───── Given records

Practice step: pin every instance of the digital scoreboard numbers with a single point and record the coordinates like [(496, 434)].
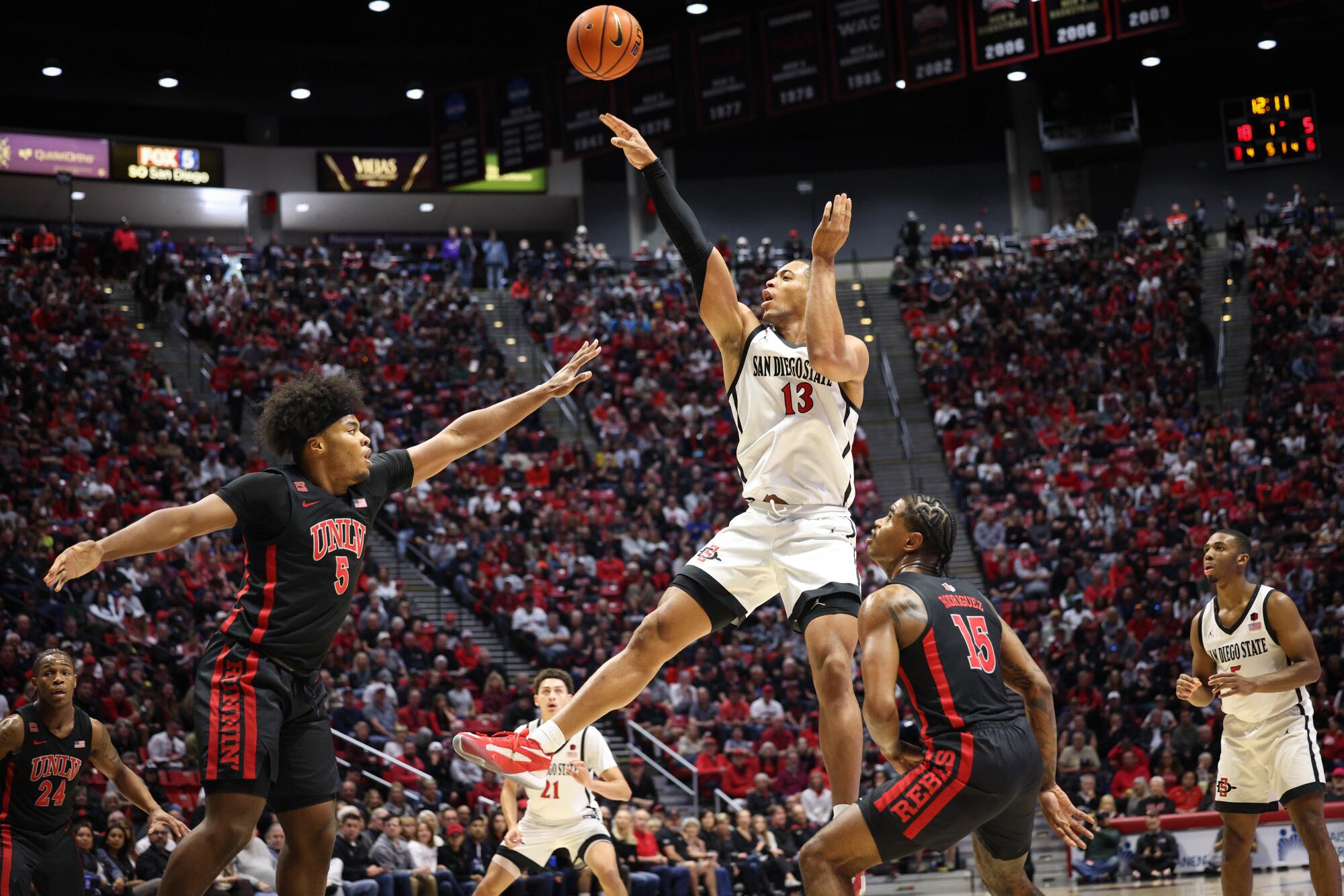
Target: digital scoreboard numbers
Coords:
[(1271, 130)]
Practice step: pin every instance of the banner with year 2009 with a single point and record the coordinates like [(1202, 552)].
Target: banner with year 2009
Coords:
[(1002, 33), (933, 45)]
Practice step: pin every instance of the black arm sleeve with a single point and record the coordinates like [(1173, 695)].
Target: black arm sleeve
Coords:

──────────

Reproduce every entry above exactly, and omit the pictures.

Practice step: pin every instance of the digital scoreboard numbers with a single point and record the coordinates like [(496, 434)].
Target: digital scoreboard numbers
Coords:
[(1271, 130)]
Practice step: pin every instance of the banner with year 2009 with a single point and record the coordinates like [(1202, 552)].
Target: banner with year 2009
Coords:
[(1002, 33), (933, 45)]
Practice step: pin every instance of the black arm sleeve with a single point and record the coordinates like [(1173, 695)].
Target: black arm sleeve
Coords:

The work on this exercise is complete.